What do the lines from the one containing "of the rural" through the end of the entries say? Quote them exactly, and only them.
****************
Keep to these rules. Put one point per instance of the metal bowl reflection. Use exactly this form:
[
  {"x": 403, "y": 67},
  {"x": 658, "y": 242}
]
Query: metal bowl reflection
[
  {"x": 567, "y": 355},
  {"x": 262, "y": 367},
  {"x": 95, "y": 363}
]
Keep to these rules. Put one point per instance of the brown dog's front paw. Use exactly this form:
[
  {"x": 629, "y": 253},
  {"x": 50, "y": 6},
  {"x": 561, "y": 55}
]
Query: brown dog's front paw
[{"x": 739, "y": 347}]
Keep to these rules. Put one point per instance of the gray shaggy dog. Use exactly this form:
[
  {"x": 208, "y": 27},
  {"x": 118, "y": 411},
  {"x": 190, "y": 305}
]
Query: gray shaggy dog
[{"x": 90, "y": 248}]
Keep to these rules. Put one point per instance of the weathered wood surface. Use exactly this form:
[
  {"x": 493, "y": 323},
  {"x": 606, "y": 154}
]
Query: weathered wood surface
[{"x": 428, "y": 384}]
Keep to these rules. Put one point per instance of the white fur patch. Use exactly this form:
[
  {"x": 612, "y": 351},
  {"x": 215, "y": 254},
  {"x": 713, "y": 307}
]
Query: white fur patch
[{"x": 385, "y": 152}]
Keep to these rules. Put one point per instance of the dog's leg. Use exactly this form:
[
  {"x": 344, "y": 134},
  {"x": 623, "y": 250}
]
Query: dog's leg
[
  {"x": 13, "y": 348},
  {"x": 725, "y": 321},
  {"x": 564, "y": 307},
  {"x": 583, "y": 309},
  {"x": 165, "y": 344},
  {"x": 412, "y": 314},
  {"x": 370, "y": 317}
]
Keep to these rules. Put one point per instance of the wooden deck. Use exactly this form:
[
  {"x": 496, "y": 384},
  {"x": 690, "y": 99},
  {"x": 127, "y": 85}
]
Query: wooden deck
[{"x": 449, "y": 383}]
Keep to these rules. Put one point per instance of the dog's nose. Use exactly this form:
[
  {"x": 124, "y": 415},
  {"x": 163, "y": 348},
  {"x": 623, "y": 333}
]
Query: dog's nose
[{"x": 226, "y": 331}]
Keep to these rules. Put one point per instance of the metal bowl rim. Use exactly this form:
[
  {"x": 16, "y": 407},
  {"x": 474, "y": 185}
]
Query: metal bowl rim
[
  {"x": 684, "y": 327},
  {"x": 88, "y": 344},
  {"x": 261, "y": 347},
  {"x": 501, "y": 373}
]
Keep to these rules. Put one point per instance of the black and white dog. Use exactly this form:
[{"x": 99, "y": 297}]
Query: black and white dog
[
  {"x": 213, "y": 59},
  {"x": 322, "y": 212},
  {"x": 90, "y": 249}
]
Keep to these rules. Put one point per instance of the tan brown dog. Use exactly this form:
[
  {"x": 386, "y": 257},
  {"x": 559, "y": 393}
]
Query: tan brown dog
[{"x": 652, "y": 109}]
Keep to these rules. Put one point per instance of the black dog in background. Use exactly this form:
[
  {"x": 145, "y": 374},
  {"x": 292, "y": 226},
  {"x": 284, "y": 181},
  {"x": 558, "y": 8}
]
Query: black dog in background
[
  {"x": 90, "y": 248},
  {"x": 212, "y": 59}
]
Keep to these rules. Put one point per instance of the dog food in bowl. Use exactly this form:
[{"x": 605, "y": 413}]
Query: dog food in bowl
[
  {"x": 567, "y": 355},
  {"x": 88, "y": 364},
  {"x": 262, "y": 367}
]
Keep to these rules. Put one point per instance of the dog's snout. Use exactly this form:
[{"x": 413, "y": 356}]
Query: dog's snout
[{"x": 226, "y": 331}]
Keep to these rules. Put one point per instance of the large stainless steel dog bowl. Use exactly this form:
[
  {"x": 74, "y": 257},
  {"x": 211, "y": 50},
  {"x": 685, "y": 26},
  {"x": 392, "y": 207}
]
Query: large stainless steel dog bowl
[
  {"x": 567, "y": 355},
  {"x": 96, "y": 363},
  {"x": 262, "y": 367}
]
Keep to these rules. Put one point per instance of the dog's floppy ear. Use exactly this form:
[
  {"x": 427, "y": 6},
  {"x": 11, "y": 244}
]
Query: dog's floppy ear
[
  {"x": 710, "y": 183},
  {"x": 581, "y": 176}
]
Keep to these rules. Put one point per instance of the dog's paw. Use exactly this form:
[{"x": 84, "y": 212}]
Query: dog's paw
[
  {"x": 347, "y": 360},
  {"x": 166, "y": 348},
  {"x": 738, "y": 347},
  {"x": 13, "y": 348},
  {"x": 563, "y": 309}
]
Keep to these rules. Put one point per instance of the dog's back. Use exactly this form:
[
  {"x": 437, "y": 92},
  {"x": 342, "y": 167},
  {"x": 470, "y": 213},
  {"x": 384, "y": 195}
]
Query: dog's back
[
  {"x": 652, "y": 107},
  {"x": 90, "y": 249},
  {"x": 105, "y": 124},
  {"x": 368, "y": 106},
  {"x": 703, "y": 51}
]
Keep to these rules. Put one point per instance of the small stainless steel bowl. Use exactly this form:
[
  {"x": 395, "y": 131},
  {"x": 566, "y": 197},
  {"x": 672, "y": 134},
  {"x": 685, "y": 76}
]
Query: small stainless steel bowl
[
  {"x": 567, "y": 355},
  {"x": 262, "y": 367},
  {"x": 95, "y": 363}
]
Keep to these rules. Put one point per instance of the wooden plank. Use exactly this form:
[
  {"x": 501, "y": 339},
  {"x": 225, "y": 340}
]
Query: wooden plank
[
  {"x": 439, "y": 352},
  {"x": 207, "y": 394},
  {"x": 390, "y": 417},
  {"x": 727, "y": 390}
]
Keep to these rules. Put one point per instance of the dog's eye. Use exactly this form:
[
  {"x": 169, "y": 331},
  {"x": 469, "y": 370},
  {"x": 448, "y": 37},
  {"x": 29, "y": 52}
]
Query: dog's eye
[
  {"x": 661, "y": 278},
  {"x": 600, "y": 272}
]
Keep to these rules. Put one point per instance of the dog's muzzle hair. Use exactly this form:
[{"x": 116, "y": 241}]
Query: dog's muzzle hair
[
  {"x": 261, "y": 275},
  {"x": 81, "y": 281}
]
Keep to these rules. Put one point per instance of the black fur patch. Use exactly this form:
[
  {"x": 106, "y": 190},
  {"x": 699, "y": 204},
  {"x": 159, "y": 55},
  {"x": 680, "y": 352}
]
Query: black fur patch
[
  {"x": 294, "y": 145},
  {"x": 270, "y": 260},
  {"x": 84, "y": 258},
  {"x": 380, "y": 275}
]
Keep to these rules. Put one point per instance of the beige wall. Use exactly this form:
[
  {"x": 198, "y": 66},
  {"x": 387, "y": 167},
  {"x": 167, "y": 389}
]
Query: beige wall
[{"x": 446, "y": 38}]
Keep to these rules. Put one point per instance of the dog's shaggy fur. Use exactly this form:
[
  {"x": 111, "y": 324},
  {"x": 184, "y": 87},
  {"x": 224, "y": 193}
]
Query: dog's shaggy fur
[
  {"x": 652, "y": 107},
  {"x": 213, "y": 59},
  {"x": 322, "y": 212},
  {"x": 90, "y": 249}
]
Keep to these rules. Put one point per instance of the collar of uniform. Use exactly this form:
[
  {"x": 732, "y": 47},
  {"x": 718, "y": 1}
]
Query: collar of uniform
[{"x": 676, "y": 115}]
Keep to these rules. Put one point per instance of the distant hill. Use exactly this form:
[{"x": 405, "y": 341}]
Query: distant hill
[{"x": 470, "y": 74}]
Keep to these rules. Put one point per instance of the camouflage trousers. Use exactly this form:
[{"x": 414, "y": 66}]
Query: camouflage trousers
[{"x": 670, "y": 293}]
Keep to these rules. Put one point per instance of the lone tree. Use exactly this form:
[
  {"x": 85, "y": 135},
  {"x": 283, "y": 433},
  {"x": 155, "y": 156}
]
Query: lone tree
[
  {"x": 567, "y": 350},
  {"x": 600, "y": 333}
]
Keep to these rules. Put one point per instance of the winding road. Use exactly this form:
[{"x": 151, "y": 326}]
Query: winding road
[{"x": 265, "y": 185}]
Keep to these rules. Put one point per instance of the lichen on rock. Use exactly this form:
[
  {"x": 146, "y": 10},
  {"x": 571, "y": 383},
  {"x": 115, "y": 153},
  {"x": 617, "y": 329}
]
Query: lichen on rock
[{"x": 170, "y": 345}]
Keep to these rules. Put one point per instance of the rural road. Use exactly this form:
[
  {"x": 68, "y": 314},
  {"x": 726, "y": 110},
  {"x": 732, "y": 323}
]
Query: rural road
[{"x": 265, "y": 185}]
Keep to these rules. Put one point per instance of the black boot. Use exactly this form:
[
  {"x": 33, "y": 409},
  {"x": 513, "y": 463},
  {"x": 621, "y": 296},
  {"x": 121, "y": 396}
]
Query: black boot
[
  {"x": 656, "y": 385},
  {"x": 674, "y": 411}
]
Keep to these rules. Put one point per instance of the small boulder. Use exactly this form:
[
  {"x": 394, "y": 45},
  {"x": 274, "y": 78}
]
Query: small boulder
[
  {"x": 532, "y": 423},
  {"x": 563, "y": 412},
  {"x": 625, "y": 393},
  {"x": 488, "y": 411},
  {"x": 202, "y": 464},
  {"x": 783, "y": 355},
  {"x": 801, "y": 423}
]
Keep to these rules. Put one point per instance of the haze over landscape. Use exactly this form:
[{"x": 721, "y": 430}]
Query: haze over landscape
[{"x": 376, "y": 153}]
****************
Answer to this problem:
Keep to these rules. Put one point per instance of the rural road. Use exactly this form:
[
  {"x": 68, "y": 314},
  {"x": 726, "y": 110},
  {"x": 732, "y": 323}
]
Query: rural road
[{"x": 265, "y": 185}]
Keep to these rules. Put one point per instance of the black boot. Use exactly this form:
[
  {"x": 33, "y": 409},
  {"x": 513, "y": 463},
  {"x": 621, "y": 296},
  {"x": 121, "y": 396}
]
Query: black boot
[
  {"x": 656, "y": 385},
  {"x": 674, "y": 411}
]
Keep to these rules. Put one point per instance of the small boulder. Use exactly this form:
[
  {"x": 394, "y": 45},
  {"x": 274, "y": 78}
]
Query: small boulder
[
  {"x": 532, "y": 423},
  {"x": 563, "y": 412},
  {"x": 625, "y": 393},
  {"x": 488, "y": 411},
  {"x": 202, "y": 464},
  {"x": 783, "y": 355},
  {"x": 801, "y": 423}
]
Keep to these rules. Put one point per instance of the haze over landscape. Use exactly this form:
[{"x": 721, "y": 430}]
Query: haze over landscape
[{"x": 376, "y": 153}]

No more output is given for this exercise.